* WORK ITEM
Copy out exactly the lines below that run from the one holding "Phrase -- forested mountain" to the one holding "Phrase -- wispy cloud", keeping both of those lines and no others.

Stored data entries
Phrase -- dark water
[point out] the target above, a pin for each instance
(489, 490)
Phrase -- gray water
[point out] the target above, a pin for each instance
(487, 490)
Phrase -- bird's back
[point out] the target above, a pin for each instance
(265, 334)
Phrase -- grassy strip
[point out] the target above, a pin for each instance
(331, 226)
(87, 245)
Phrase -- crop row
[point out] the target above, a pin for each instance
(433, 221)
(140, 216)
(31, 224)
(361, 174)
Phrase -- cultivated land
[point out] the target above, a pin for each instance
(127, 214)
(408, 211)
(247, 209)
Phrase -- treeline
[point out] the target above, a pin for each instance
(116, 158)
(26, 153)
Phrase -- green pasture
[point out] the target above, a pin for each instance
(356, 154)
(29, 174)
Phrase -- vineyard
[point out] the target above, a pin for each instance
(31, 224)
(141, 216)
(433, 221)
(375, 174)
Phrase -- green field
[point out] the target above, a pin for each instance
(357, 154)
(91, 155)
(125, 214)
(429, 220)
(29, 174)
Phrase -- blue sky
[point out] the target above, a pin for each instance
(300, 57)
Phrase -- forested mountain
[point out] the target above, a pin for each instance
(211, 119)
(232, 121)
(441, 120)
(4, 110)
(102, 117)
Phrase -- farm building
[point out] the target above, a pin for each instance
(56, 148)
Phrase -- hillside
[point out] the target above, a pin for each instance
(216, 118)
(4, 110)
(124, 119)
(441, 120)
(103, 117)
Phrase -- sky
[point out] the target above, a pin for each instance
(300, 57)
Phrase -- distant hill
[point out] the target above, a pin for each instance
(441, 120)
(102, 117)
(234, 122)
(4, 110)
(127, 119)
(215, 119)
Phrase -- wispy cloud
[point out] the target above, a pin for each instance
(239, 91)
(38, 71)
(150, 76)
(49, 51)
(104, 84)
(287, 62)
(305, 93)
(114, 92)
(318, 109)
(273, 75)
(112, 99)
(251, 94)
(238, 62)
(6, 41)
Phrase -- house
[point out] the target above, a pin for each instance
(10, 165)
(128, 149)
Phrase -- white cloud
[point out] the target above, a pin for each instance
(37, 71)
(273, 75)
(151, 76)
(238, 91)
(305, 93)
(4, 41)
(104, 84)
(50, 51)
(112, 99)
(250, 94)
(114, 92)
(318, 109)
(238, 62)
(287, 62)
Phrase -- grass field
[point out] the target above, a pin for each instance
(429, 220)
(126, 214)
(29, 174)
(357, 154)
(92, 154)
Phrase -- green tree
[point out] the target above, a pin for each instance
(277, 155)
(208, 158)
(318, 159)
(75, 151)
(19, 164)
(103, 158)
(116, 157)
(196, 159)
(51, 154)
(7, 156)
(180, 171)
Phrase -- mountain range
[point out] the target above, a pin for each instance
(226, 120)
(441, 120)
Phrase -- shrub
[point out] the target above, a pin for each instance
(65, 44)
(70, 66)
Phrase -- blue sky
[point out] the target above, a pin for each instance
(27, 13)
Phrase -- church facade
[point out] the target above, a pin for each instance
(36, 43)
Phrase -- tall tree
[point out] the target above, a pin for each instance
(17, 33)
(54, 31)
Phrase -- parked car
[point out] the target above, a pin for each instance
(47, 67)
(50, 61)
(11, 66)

* ANSWER FOR THE TASK
Phrase -- forested mountain
[point out] the target above, a pin for each instance
(211, 119)
(232, 121)
(441, 120)
(4, 110)
(102, 117)
Phrase -- farm building
[point out] the target above, a pin for each instance
(56, 148)
Phrase -- hillside
[point out] the target above, a pin for each instance
(216, 118)
(4, 110)
(124, 119)
(441, 120)
(103, 117)
Phrase -- sky
[point out] the target above, a pin for each instance
(300, 57)
Phrase -- distant hill
[point out] the target above, a pin for each instance
(441, 120)
(102, 117)
(234, 122)
(4, 110)
(127, 119)
(215, 119)
Phrase -- wispy cloud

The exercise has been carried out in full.